**APPLY WHAT YOU READ:**
a: Decide whether each statement agrees with the UniGenBench++ summary, answering yes or no and quoting the words of the summary that settle it: (i) UniGenBench++ contains 600 prompts; (ii) the prompts are offered only in English; (iii) the prompts test 10 main areas and 27 smaller details of understanding.
b: Copy the part of the UniGenBench++ summary that starts at "Current methods for" and ends at "What's the solution?".

**DOCUMENT PASSAGE:**
Start of Block
UniGenBench++: A Unified Semantic Evaluation Benchmark for Text-to-Image Generation
Yibin Wang, Zhimin Li, Yuhang Zang, Jiazi Bu, Yujie Zhou, Yi Xin, Junjun He, Chunyu Wang, Qinglin Lu, Cheng Jin, Jiaqi Wang
2025-10-22
Summary
This paper introduces a new way to test how well AI image generators understand and follow instructions given in text, focusing on making the testing more thorough and realistic.
What's the problem?
Current methods for evaluating text-to-image AI aren't very good because they don't cover enough different types of requests or languages, and they only check if the image generally matches the text, not if all the details are correct. They lack the ability to really dig into *how* well the AI understands specific parts of the prompt.
What's the solution?
The researchers created a benchmark called UniGenBench++ which includes 600 prompts covering a wide range of everyday situations and is available in both English and Chinese, in both short and long versions. These prompts are designed to test the AI on 10 main areas and 27 smaller details of understanding. They used a powerful AI model, Gemini-2.5-Pro, to help build the benchmark and also created a separate AI model that can automatically score the image generator's results, making it easier for others to use.
Why it matters?
This work is important because it provides a much more reliable and detailed way to assess the capabilities of text-to-image AI. By identifying the strengths and weaknesses of different AI models, it helps developers improve them and ensures these tools can be used effectively in real-world applications.
End of Block
**GIVEN DATA:**
Start of Block
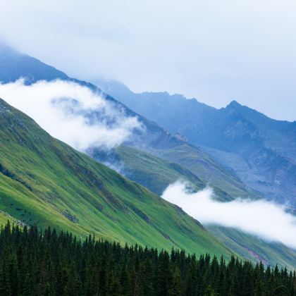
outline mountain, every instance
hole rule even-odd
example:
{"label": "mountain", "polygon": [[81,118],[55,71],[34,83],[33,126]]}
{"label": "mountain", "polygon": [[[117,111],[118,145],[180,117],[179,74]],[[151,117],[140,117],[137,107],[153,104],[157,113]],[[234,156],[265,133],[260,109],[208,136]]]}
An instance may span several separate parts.
{"label": "mountain", "polygon": [[[25,60],[30,60],[31,58],[30,58],[28,56],[23,55],[21,54],[18,54],[18,55],[20,56],[19,56],[18,58],[23,58]],[[9,56],[7,57],[7,58],[8,58]],[[31,78],[30,80],[27,80],[27,83],[30,84],[32,82],[39,80],[38,73],[34,73],[30,67],[26,70],[27,72],[24,71],[21,67],[22,63],[18,63],[15,59],[10,61],[10,63],[6,63],[6,69],[4,68],[4,67],[0,67],[0,72],[3,71],[4,73],[5,73],[5,71],[9,71],[10,64],[14,65],[14,68],[17,68],[18,67],[19,68],[18,71],[18,73],[22,73],[21,76]],[[43,63],[42,64],[44,65],[43,66],[44,67],[44,68],[43,69],[42,72],[43,78],[40,79],[46,79],[49,80],[51,79],[55,79],[54,75],[48,77],[46,75],[47,70],[47,65]],[[51,70],[53,70],[52,67],[49,67],[50,69],[49,72],[51,73]],[[54,69],[54,70],[57,71],[56,74],[56,78],[61,79],[61,77],[58,77],[58,75],[60,75],[60,71]],[[94,91],[99,91],[99,90],[96,88],[96,87],[94,85],[77,80],[73,78],[70,78],[67,75],[66,76],[66,78],[64,78],[62,79],[74,81],[82,85],[86,85],[92,88]],[[4,77],[5,77],[5,75],[4,75]],[[15,79],[17,78],[15,78]],[[13,80],[6,80],[6,82],[10,81]],[[90,155],[91,155],[96,159],[104,161],[106,164],[108,164],[108,166],[118,170],[121,173],[124,173],[128,178],[136,180],[142,185],[144,185],[144,186],[147,187],[151,190],[152,190],[154,192],[156,192],[157,194],[161,192],[161,191],[170,183],[175,182],[176,180],[181,178],[190,181],[190,183],[194,185],[194,187],[196,190],[203,188],[205,186],[205,185],[208,183],[211,184],[211,186],[216,185],[216,187],[215,187],[215,191],[218,195],[218,197],[221,200],[228,200],[229,199],[233,199],[236,196],[240,196],[243,197],[260,197],[260,195],[258,195],[256,192],[250,190],[249,188],[248,188],[243,183],[242,183],[242,181],[237,176],[231,173],[228,169],[226,169],[223,165],[219,164],[218,161],[216,161],[209,154],[206,153],[200,148],[195,147],[194,145],[187,142],[185,137],[183,137],[180,133],[176,134],[175,135],[172,135],[169,132],[166,132],[165,130],[160,128],[156,123],[148,119],[146,119],[145,118],[141,116],[139,116],[138,114],[133,112],[132,110],[129,109],[122,104],[119,103],[113,97],[106,94],[104,94],[104,95],[106,96],[106,99],[111,100],[114,103],[114,104],[118,105],[119,108],[123,108],[127,114],[138,116],[139,119],[141,121],[142,123],[143,123],[146,128],[145,132],[143,132],[142,134],[138,133],[135,135],[135,140],[133,142],[125,143],[124,145],[116,148],[114,151],[109,152],[107,154],[102,153],[101,151],[97,149],[96,147],[91,147],[89,149],[89,151],[87,151],[87,152]],[[92,118],[96,120],[96,116],[92,116]],[[97,119],[99,120],[99,118]],[[59,142],[57,141],[57,142]],[[30,149],[31,149],[32,148],[30,147]],[[35,150],[38,151],[39,148],[37,148]],[[6,155],[4,157],[4,159],[5,159],[6,157],[8,157],[8,152],[7,152]],[[78,155],[82,156],[83,154],[78,153]],[[84,156],[83,159],[85,159],[84,157],[86,156]],[[8,159],[10,159],[12,164],[14,163],[14,160],[11,160],[10,158],[8,158]],[[91,161],[91,160],[89,158],[86,158],[85,159],[88,159],[90,161]],[[16,161],[16,165],[17,166],[22,167],[21,166],[20,166],[18,159],[16,159],[16,160],[17,161]],[[76,162],[76,161],[75,161]],[[51,163],[51,161],[49,162]],[[59,162],[59,161],[58,162]],[[92,162],[92,164],[94,163]],[[32,167],[32,169],[30,170],[29,174],[30,175],[31,175],[32,178],[35,178],[35,173],[34,172],[35,171],[35,170],[37,170],[36,171],[39,173],[40,171],[39,168],[43,168],[44,166],[43,164],[38,164],[39,165],[37,166],[37,167]],[[24,165],[26,168],[30,168],[31,163],[26,163],[24,164]],[[64,164],[64,165],[65,168],[67,168],[68,166],[68,161],[66,161],[66,164]],[[93,165],[94,166],[94,164]],[[101,166],[100,167],[102,168],[101,169],[104,168],[104,170],[107,170],[106,168],[104,166]],[[77,169],[75,167],[75,169],[73,169],[70,172],[70,173],[68,172],[68,171],[66,171],[66,172],[65,171],[63,171],[63,173],[61,175],[71,175],[71,174],[73,174],[73,171],[75,172],[79,172],[80,169]],[[51,175],[52,174],[51,173]],[[79,174],[79,175],[80,176],[80,174]],[[28,219],[26,218],[25,221],[28,220],[30,223],[31,223],[32,221],[37,221],[39,223],[40,223],[42,226],[44,226],[44,227],[47,225],[47,223],[54,226],[58,225],[63,228],[66,228],[66,229],[72,230],[75,233],[79,233],[80,234],[80,235],[86,235],[90,231],[94,231],[97,235],[97,236],[99,235],[99,237],[101,237],[103,235],[104,237],[105,237],[106,235],[107,235],[107,238],[110,238],[111,240],[118,240],[121,239],[121,238],[122,237],[124,237],[123,241],[149,241],[150,244],[149,245],[154,245],[154,244],[155,242],[156,238],[154,237],[152,238],[152,236],[150,236],[150,235],[147,235],[147,233],[149,233],[149,231],[147,230],[147,233],[146,228],[144,228],[144,234],[142,231],[140,232],[140,233],[142,233],[144,237],[144,238],[142,236],[141,236],[141,238],[135,236],[137,235],[137,232],[132,231],[133,225],[135,223],[135,221],[132,219],[130,221],[129,220],[128,223],[125,224],[126,220],[123,221],[123,219],[121,218],[117,218],[115,214],[112,216],[109,216],[109,220],[106,218],[106,217],[104,217],[104,223],[102,223],[100,221],[100,225],[102,226],[104,228],[103,231],[100,230],[100,226],[98,226],[97,224],[97,219],[101,219],[102,218],[101,216],[97,216],[97,211],[94,211],[92,215],[90,215],[90,213],[88,213],[87,211],[86,211],[87,209],[92,209],[92,206],[90,207],[90,205],[88,204],[85,205],[84,203],[80,202],[79,204],[77,204],[77,206],[76,206],[76,196],[75,195],[77,194],[77,192],[75,190],[80,190],[80,185],[81,184],[79,182],[87,181],[89,178],[84,175],[82,175],[82,177],[79,177],[80,181],[77,183],[77,180],[75,180],[75,185],[77,186],[74,187],[73,186],[73,182],[74,182],[73,180],[71,180],[71,182],[68,183],[67,182],[68,182],[68,180],[66,179],[65,180],[66,184],[64,184],[63,182],[62,182],[62,180],[60,180],[61,178],[57,178],[56,175],[54,176],[54,179],[50,180],[49,185],[51,186],[50,187],[50,190],[52,190],[56,182],[58,182],[57,185],[58,185],[58,187],[62,188],[63,194],[66,194],[65,188],[66,190],[69,189],[69,192],[70,192],[71,195],[71,198],[69,199],[69,201],[70,201],[69,202],[70,202],[70,208],[72,209],[72,208],[74,206],[75,211],[72,210],[72,211],[68,212],[65,211],[64,210],[58,210],[58,212],[54,212],[55,214],[56,214],[56,217],[58,218],[56,218],[54,215],[53,216],[52,214],[50,214],[48,215],[49,216],[49,218],[48,217],[44,216],[44,215],[42,214],[42,211],[40,211],[39,209],[37,210],[37,209],[39,209],[39,206],[40,209],[42,209],[44,207],[43,204],[42,205],[42,204],[38,204],[37,206],[33,206],[33,208],[36,209],[36,211],[37,211],[38,218],[35,220],[32,220],[31,218],[29,218]],[[60,175],[58,175],[58,177],[60,177]],[[47,180],[47,177],[44,176],[42,178],[42,181],[43,180]],[[107,179],[108,181],[110,181],[110,178],[107,178]],[[21,179],[20,180],[21,180]],[[62,183],[61,185],[61,183]],[[6,183],[8,184],[7,179]],[[116,183],[117,184],[117,181],[116,182]],[[108,184],[110,183],[109,183]],[[138,187],[139,186],[135,183],[132,184],[134,184],[135,186],[137,187]],[[43,192],[46,192],[48,191],[47,188],[49,184],[44,183],[43,185],[44,186],[42,186],[42,196],[43,196]],[[14,195],[14,193],[12,189],[16,187],[16,187],[18,187],[18,185],[19,183],[18,182],[11,184],[11,186],[10,187],[11,190],[9,190],[9,192],[7,193],[7,196],[13,197]],[[118,192],[120,192],[120,197],[122,198],[121,192],[123,191],[126,190],[126,188],[125,186],[123,186],[123,188],[121,185],[120,185],[119,187],[120,190],[118,190],[118,187],[116,185],[115,186],[115,188],[113,188],[113,183],[112,183],[112,185],[110,185],[110,188],[111,188],[112,190],[110,191],[111,191],[112,192],[114,192],[116,191],[116,194]],[[87,188],[85,189],[85,187],[82,186],[81,187],[81,190],[82,190],[82,192],[81,194],[80,193],[79,190],[78,191],[79,192],[80,197],[85,197],[89,196],[89,193],[85,195],[85,192],[87,192],[89,191]],[[18,193],[16,193],[15,195],[18,194]],[[68,195],[69,195],[68,194],[66,196],[68,197]],[[72,197],[72,195],[75,196],[75,198],[74,199]],[[125,195],[124,196],[126,197]],[[15,196],[13,198],[16,199],[18,195]],[[47,202],[49,200],[49,199],[47,199]],[[91,200],[92,200],[92,199]],[[128,200],[128,202],[130,201]],[[63,203],[64,202],[63,201]],[[130,205],[131,204],[134,204],[134,201],[132,202],[130,202],[129,204]],[[32,204],[27,204],[26,211],[29,211],[28,208],[32,207]],[[66,206],[68,206],[68,204],[67,204]],[[143,205],[142,207],[140,207],[137,204],[136,204],[136,209],[140,209],[141,211],[139,211],[137,209],[132,209],[133,206],[131,206],[132,209],[130,209],[130,211],[133,211],[134,212],[135,211],[136,211],[140,216],[141,216],[144,218],[146,218],[146,216],[141,214],[142,212],[144,213],[146,216],[148,216],[146,210],[144,209],[146,206],[147,205]],[[106,206],[106,215],[108,215],[108,213],[109,213],[109,206]],[[0,209],[2,209],[2,207],[3,205],[0,204]],[[178,206],[175,206],[175,208],[177,209],[180,211],[180,213],[183,213],[183,211],[180,209],[180,208],[178,208]],[[20,209],[22,208],[17,206],[16,209]],[[18,222],[18,223],[21,223],[22,221],[20,221],[20,219],[21,220],[24,218],[24,216],[22,215],[25,215],[25,213],[20,213],[20,211],[16,209],[6,208],[6,211],[0,211],[0,222],[1,219],[3,221],[4,221],[7,220],[7,218],[8,217],[10,219],[13,219],[15,222]],[[47,208],[47,204],[45,209],[46,211],[48,210],[49,213],[53,212],[53,210],[51,209]],[[99,206],[99,209],[100,209]],[[152,209],[151,211],[153,211],[153,209]],[[73,211],[74,211],[74,214]],[[62,213],[61,214],[61,211]],[[78,221],[75,220],[75,215],[77,216],[77,214],[75,214],[76,211],[80,213],[80,218],[78,218],[78,224],[82,223],[82,226],[78,225]],[[111,212],[113,214],[112,211],[111,211]],[[8,216],[8,213],[12,213],[12,214],[13,214],[13,216]],[[159,214],[159,212],[157,212],[157,214]],[[81,218],[81,215],[83,216],[83,218]],[[88,216],[90,216],[90,220]],[[86,217],[87,217],[87,218]],[[30,220],[30,218],[31,218],[31,221]],[[171,218],[175,219],[173,215],[171,216]],[[54,219],[54,221],[52,221],[51,219]],[[165,219],[165,221],[158,220],[158,225],[159,225],[159,230],[161,233],[164,232],[164,233],[166,233],[166,228],[168,226],[167,223],[169,223],[169,220],[167,220],[166,216],[164,217],[164,219]],[[71,221],[70,220],[73,220],[73,221]],[[178,220],[175,220],[175,223],[178,223]],[[160,226],[162,223],[164,223],[164,226],[161,226],[161,228]],[[163,226],[166,232],[162,230]],[[188,230],[189,232],[195,231],[195,228],[191,229],[191,226],[190,226],[189,225],[187,225],[187,226],[189,228],[188,229],[190,229],[190,230]],[[93,230],[94,228],[96,228],[95,230]],[[124,230],[122,229],[123,228],[124,228]],[[136,231],[137,231],[139,230],[139,228],[136,226],[135,229]],[[235,250],[235,252],[238,254],[240,254],[242,258],[247,258],[252,260],[252,261],[257,261],[257,260],[261,259],[266,263],[270,263],[273,265],[274,265],[276,263],[278,263],[283,266],[285,266],[286,265],[287,266],[289,266],[289,268],[290,268],[291,269],[292,269],[293,266],[296,265],[296,262],[295,259],[293,259],[293,258],[296,258],[296,254],[294,252],[294,251],[287,248],[285,246],[281,244],[274,245],[272,243],[269,243],[262,241],[256,237],[247,235],[238,230],[232,230],[230,228],[219,228],[218,231],[216,230],[216,228],[215,227],[212,228],[206,226],[206,229],[209,229],[209,231],[213,233],[214,235],[217,238],[220,238],[219,240],[223,240],[225,242],[225,245],[229,246],[230,249]],[[178,231],[181,233],[183,232],[182,227],[179,227]],[[206,233],[209,235],[209,232],[207,232]],[[180,233],[178,235],[175,233],[175,235],[177,236],[184,235],[184,234],[182,233]],[[194,235],[192,234],[192,235]],[[168,236],[170,238],[171,238],[171,235]],[[211,238],[212,238],[212,235],[210,235],[210,236]],[[165,240],[165,241],[166,241],[166,240]],[[196,250],[197,248],[199,247],[198,245],[194,245],[191,246],[192,249],[187,249],[187,242],[185,240],[184,242],[184,247],[186,247],[186,249]],[[159,244],[155,245],[162,245],[161,244],[163,243],[164,244],[164,242],[161,241],[161,240]],[[188,242],[188,245],[190,243]],[[219,245],[220,242],[218,242],[218,246]],[[219,247],[217,247],[220,249]],[[209,248],[209,252],[211,252],[211,248]]]}
{"label": "mountain", "polygon": [[231,252],[181,209],[51,137],[0,101],[0,207],[25,224],[170,249]]}
{"label": "mountain", "polygon": [[296,203],[296,122],[276,121],[236,101],[216,109],[167,92],[135,94],[121,82],[95,82],[170,132],[178,132],[267,199]]}
{"label": "mountain", "polygon": [[[101,92],[101,90],[93,84],[69,78],[63,72],[9,47],[0,46],[0,80],[2,80],[3,82],[13,82],[20,78],[25,78],[27,84],[40,80],[61,79],[73,81],[87,86],[95,92]],[[213,187],[220,188],[233,197],[259,196],[208,153],[187,142],[180,135],[169,133],[155,122],[135,113],[106,93],[104,93],[103,95],[107,100],[111,101],[114,106],[123,110],[126,115],[137,116],[144,127],[143,130],[136,131],[132,139],[125,143],[125,146],[143,150],[170,162],[174,162],[184,169],[191,171],[198,178]],[[92,122],[101,121],[99,112],[92,112],[90,118]],[[101,152],[98,152],[96,147],[90,148],[88,152],[91,156],[100,154]],[[125,154],[130,152],[128,150]],[[132,157],[132,155],[130,156]],[[97,158],[97,160],[101,159]],[[136,169],[135,167],[130,168]]]}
End of Block
**TASK ANSWERS:**
a:
(i) Yes: "includes 600 prompts covering a wide range of everyday situations"
(ii) No: "is available in both English and Chinese, in both short and long versions"
(iii) Yes: "designed to test the AI on 10 main areas and 27 smaller details of understanding"

b:
Current methods for evaluating text-to-image AI aren't very good because they don't cover enough different types of requests or languages, and they only check if the image generally matches the text, not if all the details are correct. They lack the ability to really dig into *how* well the AI understands specific parts of the prompt.
What's the solution?